[Source data]
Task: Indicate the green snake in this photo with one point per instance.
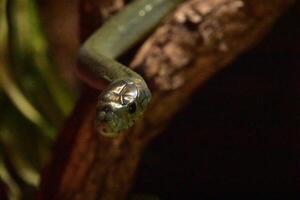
(126, 97)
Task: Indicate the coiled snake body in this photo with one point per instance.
(127, 95)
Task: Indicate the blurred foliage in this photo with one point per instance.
(34, 98)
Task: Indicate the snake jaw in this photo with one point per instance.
(120, 105)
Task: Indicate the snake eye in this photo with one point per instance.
(106, 109)
(132, 108)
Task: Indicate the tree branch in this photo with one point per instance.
(199, 39)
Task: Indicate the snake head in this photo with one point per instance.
(120, 105)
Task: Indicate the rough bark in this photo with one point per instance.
(199, 39)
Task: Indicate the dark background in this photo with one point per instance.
(240, 132)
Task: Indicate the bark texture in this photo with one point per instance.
(199, 39)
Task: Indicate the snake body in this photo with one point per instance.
(126, 97)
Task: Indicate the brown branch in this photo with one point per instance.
(194, 43)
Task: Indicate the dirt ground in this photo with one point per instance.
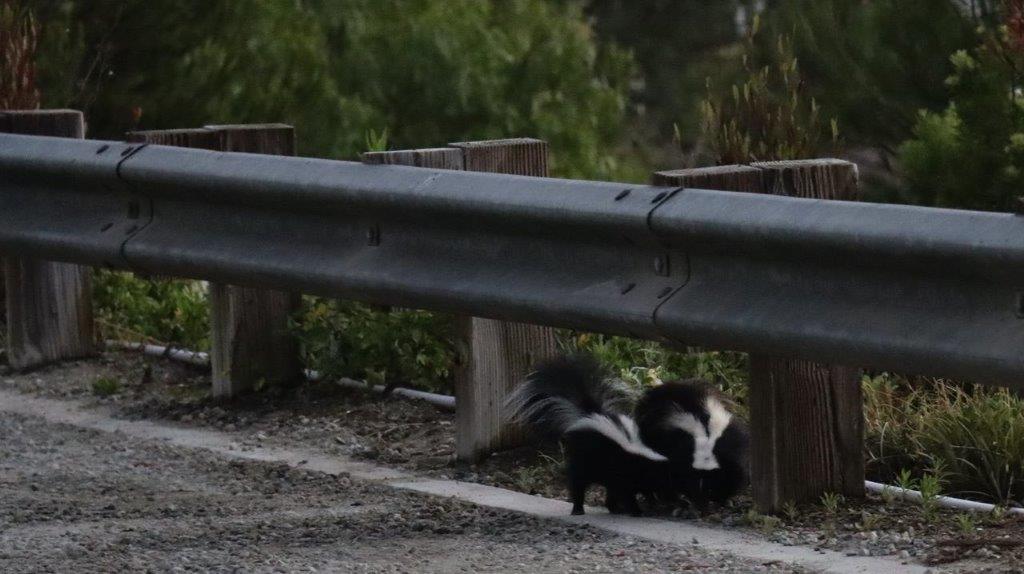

■ HOW TO COMPLETE THIS TASK: Transcribe every record above exactly, leaving out the pictures.

■ YOUR SOLUTION:
Task: Indicate the green snake in this photo with one point per instance.
(126, 97)
Task: Indicate the coiled snake body in this photo with one point per instance.
(127, 95)
Task: Indicate the blurred foliage in this photo with one point per instance.
(34, 98)
Task: Indicate the snake jaw in this photo with one point per instance.
(120, 105)
Task: Indicate the snake eye in this photo with one point per instance.
(106, 109)
(132, 108)
Task: Indicate the tree branch in this photo with one point per instance.
(199, 39)
Task: Indicate the snake head in this photo with one point per instance.
(120, 105)
Task: Indicate the rough bark in this photo with one point per instance.
(199, 39)
Task: Indicate the dark background in this photo with one point per instance.
(240, 132)
Task: Indicate the bark texture in this photo with one point per instance.
(199, 39)
Task: Indicate the snake body in this photo with one point per instance.
(126, 97)
Task: Indicate the brown branch in this photo with one point per instance.
(194, 43)
Task: Indicate the dirt ground in this photo with one point per instance.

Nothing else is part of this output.